▶ [Problem requirements]
Copy the lines of the entries below character for character, starting at the line with "FIND: vaulted ceiling" and continuing up to and including the line with "column 586, row 259".

------ Source material ------

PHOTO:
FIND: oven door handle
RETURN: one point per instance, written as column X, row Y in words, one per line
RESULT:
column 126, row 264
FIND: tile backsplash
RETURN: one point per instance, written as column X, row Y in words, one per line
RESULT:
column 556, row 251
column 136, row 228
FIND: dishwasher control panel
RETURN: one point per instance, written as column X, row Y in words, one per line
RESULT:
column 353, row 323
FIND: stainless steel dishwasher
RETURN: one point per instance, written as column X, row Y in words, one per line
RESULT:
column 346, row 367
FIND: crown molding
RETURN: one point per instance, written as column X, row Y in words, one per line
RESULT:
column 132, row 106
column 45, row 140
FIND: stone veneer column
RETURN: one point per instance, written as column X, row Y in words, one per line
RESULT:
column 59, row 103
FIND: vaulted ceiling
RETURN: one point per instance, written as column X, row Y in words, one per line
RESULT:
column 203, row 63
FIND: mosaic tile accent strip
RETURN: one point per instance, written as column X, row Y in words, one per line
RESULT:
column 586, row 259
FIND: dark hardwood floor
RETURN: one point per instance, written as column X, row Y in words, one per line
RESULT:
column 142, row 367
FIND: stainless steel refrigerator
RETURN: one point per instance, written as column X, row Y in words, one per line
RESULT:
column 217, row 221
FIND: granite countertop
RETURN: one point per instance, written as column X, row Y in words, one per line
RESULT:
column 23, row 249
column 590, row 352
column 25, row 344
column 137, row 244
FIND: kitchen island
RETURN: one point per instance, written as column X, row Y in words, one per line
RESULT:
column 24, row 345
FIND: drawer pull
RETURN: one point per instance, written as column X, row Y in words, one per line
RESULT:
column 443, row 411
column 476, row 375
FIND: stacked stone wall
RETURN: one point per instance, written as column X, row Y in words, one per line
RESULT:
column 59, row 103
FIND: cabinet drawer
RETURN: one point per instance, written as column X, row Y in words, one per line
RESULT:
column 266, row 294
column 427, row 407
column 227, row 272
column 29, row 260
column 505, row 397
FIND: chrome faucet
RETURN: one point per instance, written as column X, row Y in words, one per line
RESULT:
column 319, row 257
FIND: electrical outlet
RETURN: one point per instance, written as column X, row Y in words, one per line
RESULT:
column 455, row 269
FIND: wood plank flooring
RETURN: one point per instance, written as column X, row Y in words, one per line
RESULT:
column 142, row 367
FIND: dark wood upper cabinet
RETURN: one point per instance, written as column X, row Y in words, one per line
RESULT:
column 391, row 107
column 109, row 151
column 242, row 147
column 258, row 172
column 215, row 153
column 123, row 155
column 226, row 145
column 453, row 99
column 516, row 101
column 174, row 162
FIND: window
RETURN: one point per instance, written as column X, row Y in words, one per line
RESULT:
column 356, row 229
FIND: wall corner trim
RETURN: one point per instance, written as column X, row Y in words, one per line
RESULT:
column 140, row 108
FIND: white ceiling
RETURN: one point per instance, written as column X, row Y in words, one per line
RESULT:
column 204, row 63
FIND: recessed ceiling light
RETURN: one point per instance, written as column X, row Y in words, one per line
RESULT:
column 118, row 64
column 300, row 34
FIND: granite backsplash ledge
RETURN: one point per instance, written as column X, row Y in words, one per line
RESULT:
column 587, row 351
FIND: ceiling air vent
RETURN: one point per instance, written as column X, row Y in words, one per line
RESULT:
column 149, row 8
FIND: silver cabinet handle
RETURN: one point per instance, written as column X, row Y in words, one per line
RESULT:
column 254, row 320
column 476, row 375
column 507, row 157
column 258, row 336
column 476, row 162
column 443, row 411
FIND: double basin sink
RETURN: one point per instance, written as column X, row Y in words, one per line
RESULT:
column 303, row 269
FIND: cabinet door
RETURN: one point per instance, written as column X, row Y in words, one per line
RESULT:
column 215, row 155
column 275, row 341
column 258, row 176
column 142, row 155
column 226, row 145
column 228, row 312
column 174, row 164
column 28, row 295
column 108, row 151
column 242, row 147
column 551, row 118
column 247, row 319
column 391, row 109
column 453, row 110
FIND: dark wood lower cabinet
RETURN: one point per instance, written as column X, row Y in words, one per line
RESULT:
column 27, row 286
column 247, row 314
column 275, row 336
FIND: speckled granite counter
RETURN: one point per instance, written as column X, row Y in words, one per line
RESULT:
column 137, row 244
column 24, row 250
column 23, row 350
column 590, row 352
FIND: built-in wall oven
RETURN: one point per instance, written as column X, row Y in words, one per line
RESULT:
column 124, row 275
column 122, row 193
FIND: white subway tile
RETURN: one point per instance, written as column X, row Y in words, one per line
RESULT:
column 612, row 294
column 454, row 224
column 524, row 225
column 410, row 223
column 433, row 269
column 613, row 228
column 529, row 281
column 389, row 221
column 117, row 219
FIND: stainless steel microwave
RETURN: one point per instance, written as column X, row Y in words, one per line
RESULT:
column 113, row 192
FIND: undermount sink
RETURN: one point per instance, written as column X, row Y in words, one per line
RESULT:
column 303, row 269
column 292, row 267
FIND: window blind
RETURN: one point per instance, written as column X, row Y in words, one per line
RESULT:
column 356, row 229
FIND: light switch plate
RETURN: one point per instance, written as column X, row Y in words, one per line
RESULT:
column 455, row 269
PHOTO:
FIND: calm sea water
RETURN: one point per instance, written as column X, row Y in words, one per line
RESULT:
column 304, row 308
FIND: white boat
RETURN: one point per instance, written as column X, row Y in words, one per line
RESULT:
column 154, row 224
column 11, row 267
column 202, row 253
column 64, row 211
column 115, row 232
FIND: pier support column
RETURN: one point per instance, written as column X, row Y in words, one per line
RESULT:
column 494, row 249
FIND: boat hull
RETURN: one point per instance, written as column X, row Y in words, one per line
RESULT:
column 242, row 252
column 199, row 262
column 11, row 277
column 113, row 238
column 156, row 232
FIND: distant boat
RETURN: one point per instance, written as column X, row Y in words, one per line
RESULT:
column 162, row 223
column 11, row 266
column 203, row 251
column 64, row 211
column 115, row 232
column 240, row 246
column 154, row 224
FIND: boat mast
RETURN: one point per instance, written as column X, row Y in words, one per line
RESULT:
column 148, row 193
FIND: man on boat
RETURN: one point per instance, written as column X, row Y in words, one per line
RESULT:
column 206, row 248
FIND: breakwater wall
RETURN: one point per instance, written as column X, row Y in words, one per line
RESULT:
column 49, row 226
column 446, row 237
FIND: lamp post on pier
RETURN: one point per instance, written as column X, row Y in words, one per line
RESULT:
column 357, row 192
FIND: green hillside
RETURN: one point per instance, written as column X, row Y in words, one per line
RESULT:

------

▶ [Task result]
FIND: vaulted ceiling
RETURN: one point per instance, written as column X, row Y in words, one per line
RESULT:
column 203, row 63
FIND: mosaic tile accent strip
RETURN: one point per instance, written as column X, row Y in words, one per line
RESULT:
column 586, row 259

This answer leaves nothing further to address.